Reproduce word for word the records between the line holding "of the distant" and the line holding "x=28, y=264", inclusive. Leave out any pictures.
+++
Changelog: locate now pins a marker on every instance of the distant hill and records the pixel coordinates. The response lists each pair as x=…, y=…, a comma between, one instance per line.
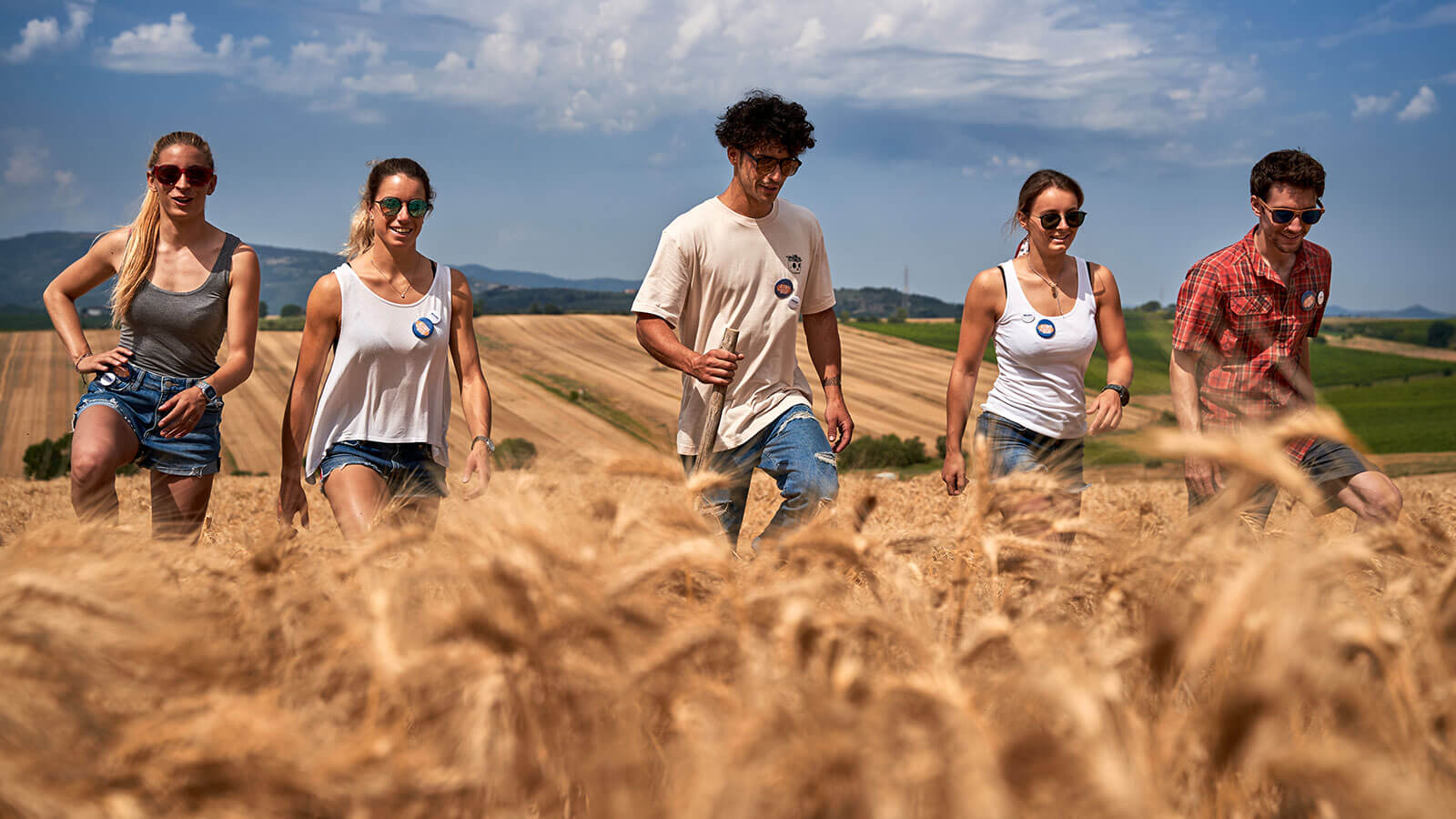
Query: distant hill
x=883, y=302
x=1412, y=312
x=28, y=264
+++
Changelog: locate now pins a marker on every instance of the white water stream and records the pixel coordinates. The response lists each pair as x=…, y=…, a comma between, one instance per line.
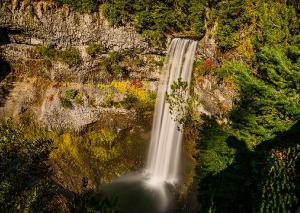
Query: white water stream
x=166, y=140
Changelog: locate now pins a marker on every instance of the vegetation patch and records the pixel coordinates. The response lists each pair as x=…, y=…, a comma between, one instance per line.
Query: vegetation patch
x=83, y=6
+++
■ Answer for the task:
Changelog: locate now pins a marker on every instance of the distant hill and records the pixel coordinates. The response lists each pair as x=…, y=…, a comma between, one instance per line.
Query: distant hill
x=883, y=302
x=1412, y=312
x=28, y=264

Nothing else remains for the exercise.